** START OF SOURCE DATA **

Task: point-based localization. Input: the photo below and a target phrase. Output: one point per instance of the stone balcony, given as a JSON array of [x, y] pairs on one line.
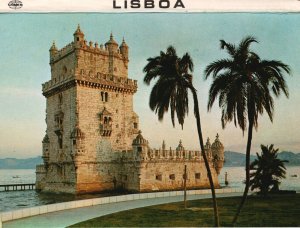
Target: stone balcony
[[97, 80]]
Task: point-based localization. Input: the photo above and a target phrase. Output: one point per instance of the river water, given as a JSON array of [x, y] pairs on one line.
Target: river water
[[14, 200]]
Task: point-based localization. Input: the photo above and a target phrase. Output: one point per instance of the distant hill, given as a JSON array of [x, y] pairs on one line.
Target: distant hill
[[239, 159], [293, 158], [14, 163]]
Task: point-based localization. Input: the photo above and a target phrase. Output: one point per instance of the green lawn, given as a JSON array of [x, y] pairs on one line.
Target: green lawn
[[283, 210]]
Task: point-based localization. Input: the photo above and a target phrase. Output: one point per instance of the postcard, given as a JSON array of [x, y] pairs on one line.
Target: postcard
[[123, 104]]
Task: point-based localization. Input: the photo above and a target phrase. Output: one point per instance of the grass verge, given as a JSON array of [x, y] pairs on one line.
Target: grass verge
[[276, 210]]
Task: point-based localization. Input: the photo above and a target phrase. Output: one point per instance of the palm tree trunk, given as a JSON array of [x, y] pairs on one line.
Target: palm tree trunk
[[184, 187], [247, 184], [197, 115]]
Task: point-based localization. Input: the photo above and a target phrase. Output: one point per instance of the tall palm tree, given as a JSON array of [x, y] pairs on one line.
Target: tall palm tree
[[174, 80], [267, 170], [244, 84]]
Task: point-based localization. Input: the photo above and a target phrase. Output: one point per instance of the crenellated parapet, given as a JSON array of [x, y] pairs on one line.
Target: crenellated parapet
[[96, 80], [111, 48], [142, 152]]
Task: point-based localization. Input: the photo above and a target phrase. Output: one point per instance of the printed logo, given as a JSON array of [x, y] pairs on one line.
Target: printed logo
[[15, 4]]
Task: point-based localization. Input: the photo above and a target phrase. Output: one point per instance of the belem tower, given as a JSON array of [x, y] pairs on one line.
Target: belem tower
[[93, 142]]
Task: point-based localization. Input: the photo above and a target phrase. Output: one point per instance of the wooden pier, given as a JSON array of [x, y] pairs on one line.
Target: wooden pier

** END OF SOURCE DATA **

▶ _WHAT THE EXERCISE ASKS_
Give back the whole listing as it stands, minus its pictures.

▶ _WRITTEN REPLY_
Task: point-based localization. Input: the photo below and a target phrase. Output: one point per instance of the stone balcony, given as a JSON array of [x, y] pairs on one line.
Target: stone balcony
[[97, 80]]
Task: point-based localization. Input: the photo above and a target phrase. Output: one point per instance of the river water, given as a JSON array of [x, y] pairs on one line.
Target: river water
[[14, 200]]
Task: point-based localization. Input: the photo above and a target phrase. Output: one point per instance of the distant hill, given as a JSON array of [x, y] pairs on one line.
Target: distant hill
[[239, 159], [293, 158], [14, 163]]
Task: point-based localization. Input: the photo above and a target phrase. Output: one point per instance of the green lawn, given as a JSON array of [x, y] pairs on one line.
Target: green lawn
[[283, 210]]
Task: point-based localization. Input: the photo above and a target phrase. Output: one point per instance of the postcard, given as a JSON array of [x, y] pairs on one line.
Target: postcard
[[123, 104]]
Task: point-based localization. Input: the photo above and a target phrase. Output: one point per instance of the grass verge, given as a JSON array of [x, y] pairs on one line.
Target: grass verge
[[276, 210]]
Task: point-based localization. Input: the photo above and a target phrase. Output: one point per instance of the palm tree trunk, given as a JSON array of [x, y] pairs on one line.
Target: palm tree trunk
[[184, 187], [247, 184], [197, 115]]
Task: point-based localization. Input: the photo above and a target phrase. Output: one point per instance of the tall palm tree, given as a JSON array of [x, y] pairs on one line.
Target: tall palm tree
[[174, 80], [267, 170], [244, 84]]
Task: point-based localization. Input: the photo above and a target phrase. Output: one point per instance of the crenellated parapet, given as a JSON array of [x, y] pairs on one line.
Target: crenellated parapet
[[96, 80], [111, 48], [142, 152]]
Task: point-based localization. Input: the photo above and a target phrase. Output: one point per instance of the printed logo, given as a JSON array of [x, y] pairs on one line.
Target: printed logo
[[15, 4]]
Task: point-based localization. Input: the photo above and a target phrase. Output: one point per instance of the belem tower, given as a JSON array of [x, y] pairs on one line.
Target: belem tower
[[93, 142]]
Task: point-based localization. Input: the photo above and a target phrase. Output: one point per instance of the wooden pier, given as a JSON array of [x, y] pairs on one line.
Target: wooden pier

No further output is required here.